Render all of the entries below as a numbered list, leaving out any blank lines.

▶ **Point placement entries**:
--- Begin ---

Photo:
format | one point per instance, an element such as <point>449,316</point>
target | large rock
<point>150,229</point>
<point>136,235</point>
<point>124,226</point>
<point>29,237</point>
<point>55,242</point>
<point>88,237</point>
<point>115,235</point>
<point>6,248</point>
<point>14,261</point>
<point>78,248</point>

--- End ---

▶ **Response to the exercise**:
1. Photo:
2. format | one point per instance, an element such as <point>449,316</point>
3. target | large rock
4. <point>150,229</point>
5. <point>136,235</point>
6. <point>124,226</point>
7. <point>29,237</point>
8. <point>55,242</point>
9. <point>88,237</point>
10. <point>115,235</point>
11. <point>6,248</point>
12. <point>14,261</point>
13. <point>78,248</point>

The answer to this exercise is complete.